* [SELECTED EXCERPT]
- Opening Delimiter -


"When you are in an office setting, you can use your desk for tricep dips. You also can do wall push-ups and wall sits. Wall sits have you sitting against a wall in a squat position at a right angle and holding for 10 to 15 seconds. You also can walk up and down stairs for a virtual StairMaster -- go slower to work the quads and glutes. ... It's about moving the body, not necessarily running a marathon."
-- Nina Ko, ACSM, personal trainer, Core Fitness, Iowa City.

"Many of us spend hours at video display terminals doing many different kinds of work, but with almost the same forward flexed posture. To relieve tension that builds up from this type of work we need to stretch opposite that posture, and that means head to toe: shoulder openers that externally rotate the arms, prayer posture and reverse Namaste for the wrists, hip openers to stretch the quads, hamstrings and externally rotate the hip; and maybe the most important, spinal extension. Putting these together into a quick 10 minute stretch break should be easy."
-- Erin Phillips, assistant professor of occupational therapy, St. Ambrose University, Davenport.

"One idea is a wall press. Stand with your legs shoulder width apart and basically do a push-up on the wall. You can do them anywhere. You can do squats and lunges anywhere, even in front of the TV. If you're going from the living room to the kitchen, lunge your way there. You don't need any gadgets for these -- just your own body weight. Mix it up however you want, but just get moving!"
-- Allison Mizer, healthy living director, Scott County Y, Davenport.

"You can do shoulder rolls, which especially is good if you're sitting at a desk all day. You also can do a modified shoulder press by simply pushing your arms up over your head the way you would with weights -- it's great for mobility and range of motion."
-- Joan Rusk, wellness coordinator, Scott County Y, Davenport.

"Change it up even if you're just going for a run or a walk. When you see a car, sprint to get to a stop sign before the car -- make a game out of it."
-- Lori Meighan, personal trainer, Bettendorf Life Fitness Center.

"Focus on compound movements -- squats and curls together, lunges and arm presses. Get multiple muscle groups activated," Jake Villhauer, ACSM, personal training director, Core Fitness, Iowa City.

- Closing Delimiter -

* [ENTRIES SHOWN]
- Opening Delimiter -

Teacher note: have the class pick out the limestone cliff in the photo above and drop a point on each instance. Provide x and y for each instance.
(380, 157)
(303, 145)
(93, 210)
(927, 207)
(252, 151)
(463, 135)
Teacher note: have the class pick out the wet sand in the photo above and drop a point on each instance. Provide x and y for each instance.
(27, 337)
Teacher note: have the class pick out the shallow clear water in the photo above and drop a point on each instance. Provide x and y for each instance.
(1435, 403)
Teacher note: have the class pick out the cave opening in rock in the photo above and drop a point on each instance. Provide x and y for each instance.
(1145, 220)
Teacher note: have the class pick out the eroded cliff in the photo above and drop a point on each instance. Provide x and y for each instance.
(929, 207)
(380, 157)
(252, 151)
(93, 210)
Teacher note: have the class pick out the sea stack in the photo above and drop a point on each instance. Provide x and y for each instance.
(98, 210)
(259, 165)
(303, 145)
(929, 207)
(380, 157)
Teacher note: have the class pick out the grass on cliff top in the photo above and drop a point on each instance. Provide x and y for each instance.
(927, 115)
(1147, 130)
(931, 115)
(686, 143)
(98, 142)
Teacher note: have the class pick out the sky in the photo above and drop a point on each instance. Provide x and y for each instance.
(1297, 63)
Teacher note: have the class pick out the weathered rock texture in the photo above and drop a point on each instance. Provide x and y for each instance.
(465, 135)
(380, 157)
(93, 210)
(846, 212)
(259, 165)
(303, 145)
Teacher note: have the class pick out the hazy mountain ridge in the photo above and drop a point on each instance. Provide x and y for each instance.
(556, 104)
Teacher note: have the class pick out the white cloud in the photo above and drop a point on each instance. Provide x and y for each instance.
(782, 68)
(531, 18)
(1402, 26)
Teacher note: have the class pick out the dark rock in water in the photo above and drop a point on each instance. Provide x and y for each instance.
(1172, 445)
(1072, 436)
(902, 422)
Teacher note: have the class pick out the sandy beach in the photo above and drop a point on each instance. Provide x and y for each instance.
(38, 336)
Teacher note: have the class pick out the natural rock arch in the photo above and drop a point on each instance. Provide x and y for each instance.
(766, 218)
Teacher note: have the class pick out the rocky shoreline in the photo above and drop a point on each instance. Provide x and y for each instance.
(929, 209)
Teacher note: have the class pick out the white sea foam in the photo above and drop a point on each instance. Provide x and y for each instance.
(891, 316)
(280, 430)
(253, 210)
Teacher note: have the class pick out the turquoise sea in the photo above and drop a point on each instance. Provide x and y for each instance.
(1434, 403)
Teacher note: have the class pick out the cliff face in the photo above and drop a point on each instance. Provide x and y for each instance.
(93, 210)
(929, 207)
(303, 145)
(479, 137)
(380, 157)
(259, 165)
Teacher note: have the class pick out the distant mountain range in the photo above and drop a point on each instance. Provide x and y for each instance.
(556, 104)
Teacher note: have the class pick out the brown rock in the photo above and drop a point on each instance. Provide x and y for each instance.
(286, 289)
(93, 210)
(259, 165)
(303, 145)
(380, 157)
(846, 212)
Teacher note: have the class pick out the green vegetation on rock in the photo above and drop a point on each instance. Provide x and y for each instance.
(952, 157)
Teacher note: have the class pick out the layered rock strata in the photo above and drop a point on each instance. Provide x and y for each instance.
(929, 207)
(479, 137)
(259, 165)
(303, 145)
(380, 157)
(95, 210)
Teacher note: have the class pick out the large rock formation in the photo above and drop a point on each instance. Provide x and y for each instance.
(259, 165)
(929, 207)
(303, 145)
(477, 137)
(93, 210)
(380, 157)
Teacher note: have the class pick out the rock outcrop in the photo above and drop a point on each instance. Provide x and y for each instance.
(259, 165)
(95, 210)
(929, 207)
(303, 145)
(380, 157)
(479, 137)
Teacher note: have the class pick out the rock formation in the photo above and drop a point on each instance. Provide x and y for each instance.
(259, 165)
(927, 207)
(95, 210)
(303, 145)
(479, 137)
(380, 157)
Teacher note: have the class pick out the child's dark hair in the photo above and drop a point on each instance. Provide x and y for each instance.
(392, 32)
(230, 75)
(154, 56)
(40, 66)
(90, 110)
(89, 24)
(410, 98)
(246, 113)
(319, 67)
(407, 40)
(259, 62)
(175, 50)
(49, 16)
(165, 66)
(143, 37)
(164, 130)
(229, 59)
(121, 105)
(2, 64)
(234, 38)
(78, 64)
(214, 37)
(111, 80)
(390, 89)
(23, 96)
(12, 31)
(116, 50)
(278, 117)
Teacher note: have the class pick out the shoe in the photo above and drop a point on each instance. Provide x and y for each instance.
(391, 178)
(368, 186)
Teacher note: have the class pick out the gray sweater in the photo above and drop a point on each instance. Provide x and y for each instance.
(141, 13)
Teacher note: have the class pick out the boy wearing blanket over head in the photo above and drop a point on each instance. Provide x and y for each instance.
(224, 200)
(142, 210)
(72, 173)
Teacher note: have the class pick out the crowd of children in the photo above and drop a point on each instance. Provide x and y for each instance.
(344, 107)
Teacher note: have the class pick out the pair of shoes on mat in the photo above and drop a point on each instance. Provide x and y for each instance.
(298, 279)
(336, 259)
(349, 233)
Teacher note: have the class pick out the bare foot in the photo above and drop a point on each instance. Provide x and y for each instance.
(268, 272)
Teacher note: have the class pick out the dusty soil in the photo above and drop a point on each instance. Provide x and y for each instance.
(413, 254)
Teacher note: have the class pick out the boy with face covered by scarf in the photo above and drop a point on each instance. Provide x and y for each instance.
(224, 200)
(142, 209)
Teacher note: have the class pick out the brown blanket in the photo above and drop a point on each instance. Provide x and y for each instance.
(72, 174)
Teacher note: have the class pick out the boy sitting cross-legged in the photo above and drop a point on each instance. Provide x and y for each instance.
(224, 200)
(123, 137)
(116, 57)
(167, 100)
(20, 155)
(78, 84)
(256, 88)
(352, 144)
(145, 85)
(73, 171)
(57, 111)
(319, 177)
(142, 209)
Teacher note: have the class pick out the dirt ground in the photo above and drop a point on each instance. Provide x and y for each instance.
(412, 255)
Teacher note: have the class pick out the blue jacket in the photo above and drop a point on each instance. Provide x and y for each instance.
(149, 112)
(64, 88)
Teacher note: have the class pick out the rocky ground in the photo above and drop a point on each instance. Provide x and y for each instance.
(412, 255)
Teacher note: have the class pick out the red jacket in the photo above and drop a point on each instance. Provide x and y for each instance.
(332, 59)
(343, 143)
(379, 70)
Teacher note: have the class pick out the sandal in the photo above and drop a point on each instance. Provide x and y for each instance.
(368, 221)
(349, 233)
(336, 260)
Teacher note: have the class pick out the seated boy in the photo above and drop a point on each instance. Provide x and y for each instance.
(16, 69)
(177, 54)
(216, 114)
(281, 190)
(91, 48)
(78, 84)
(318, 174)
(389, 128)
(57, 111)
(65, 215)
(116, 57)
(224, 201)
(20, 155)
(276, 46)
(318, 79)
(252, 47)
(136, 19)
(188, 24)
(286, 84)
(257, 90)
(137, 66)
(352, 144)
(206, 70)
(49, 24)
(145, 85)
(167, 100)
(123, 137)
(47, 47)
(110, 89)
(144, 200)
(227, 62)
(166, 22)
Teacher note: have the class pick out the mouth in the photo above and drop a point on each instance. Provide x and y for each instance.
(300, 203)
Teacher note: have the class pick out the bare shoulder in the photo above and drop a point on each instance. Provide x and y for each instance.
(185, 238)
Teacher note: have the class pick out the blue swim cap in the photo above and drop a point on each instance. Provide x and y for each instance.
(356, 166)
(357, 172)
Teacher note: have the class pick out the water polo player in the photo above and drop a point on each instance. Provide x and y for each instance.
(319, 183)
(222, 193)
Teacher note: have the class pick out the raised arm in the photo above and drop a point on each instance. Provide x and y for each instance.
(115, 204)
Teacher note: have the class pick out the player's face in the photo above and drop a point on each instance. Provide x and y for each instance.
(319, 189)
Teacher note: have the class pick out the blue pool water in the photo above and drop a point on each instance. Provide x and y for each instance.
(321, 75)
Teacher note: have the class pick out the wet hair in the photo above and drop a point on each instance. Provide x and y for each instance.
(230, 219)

- Closing Delimiter -
- Opening Delimiter -

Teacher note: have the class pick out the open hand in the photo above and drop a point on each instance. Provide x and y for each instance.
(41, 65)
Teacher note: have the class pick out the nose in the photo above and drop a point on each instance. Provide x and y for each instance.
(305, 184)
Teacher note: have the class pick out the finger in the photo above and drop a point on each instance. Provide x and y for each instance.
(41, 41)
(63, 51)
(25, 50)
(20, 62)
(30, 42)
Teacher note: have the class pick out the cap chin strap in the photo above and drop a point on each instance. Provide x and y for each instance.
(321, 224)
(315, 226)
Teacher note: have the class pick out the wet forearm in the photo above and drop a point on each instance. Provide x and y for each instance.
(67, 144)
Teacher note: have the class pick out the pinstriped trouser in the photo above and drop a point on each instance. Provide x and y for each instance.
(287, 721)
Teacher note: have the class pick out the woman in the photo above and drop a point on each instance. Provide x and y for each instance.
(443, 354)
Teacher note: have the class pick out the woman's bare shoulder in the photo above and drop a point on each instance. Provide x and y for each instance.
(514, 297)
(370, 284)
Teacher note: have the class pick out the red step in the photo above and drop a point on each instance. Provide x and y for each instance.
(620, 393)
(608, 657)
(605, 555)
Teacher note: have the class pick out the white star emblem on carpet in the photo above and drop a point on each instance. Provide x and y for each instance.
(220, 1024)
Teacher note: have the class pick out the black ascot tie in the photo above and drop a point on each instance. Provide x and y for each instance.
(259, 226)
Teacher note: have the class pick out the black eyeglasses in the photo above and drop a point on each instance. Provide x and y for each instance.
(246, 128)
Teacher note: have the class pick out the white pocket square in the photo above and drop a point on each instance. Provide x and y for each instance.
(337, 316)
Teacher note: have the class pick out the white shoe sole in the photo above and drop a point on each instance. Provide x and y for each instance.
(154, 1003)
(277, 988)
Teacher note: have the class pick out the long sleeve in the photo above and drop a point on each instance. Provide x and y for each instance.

- Closing Delimiter -
- Opening Delimiter -

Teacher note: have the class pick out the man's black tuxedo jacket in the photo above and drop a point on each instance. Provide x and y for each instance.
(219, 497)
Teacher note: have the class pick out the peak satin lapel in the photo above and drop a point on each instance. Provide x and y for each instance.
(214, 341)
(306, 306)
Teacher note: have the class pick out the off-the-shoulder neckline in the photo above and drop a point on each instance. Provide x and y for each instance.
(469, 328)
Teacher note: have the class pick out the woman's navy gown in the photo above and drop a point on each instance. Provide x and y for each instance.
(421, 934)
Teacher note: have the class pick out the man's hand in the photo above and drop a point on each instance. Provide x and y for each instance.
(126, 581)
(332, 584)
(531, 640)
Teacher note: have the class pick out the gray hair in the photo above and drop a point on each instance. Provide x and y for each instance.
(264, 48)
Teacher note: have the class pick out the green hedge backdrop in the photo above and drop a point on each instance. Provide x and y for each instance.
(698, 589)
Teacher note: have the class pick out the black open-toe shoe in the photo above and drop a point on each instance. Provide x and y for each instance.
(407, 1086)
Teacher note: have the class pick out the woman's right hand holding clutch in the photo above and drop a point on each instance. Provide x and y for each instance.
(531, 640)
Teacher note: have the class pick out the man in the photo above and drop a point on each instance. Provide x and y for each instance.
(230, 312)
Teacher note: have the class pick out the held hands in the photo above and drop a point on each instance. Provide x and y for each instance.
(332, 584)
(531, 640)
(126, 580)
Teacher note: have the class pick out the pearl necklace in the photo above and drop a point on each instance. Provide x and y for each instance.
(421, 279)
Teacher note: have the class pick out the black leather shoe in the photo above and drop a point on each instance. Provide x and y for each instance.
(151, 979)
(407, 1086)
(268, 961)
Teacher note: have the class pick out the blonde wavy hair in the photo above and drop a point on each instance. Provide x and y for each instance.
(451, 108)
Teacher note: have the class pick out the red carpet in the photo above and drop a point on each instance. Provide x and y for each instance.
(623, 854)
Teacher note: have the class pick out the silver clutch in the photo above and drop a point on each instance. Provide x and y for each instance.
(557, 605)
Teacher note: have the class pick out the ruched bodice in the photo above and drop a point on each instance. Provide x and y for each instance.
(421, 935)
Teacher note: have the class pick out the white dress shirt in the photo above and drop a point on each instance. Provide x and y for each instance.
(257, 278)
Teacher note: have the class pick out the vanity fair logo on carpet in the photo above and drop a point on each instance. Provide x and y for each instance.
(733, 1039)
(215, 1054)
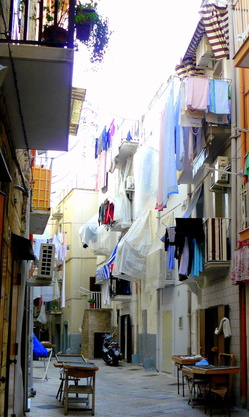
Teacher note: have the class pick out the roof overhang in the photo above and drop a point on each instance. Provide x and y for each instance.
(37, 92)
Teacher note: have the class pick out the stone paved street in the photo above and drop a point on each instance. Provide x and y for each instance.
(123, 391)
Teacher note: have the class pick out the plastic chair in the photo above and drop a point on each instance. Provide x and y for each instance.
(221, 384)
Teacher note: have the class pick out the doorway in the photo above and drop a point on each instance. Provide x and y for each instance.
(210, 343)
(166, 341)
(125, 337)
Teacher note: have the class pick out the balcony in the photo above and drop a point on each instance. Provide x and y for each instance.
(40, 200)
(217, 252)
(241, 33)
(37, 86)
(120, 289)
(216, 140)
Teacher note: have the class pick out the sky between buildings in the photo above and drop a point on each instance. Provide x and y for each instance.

- Closing Delimiter -

* [THE PROBLEM]
Answer these questions from the fitness tips, one per line:
1. How long should a wall sit be held?
2. How long a stretch break is suggested to relieve tension from desk posture?
3. When you see a car on a run or walk, what should you sprint to reach before it?

* [REPLY TO THE TASK]
1. 10 to 15 seconds
2. 10 minutes
3. A stop sign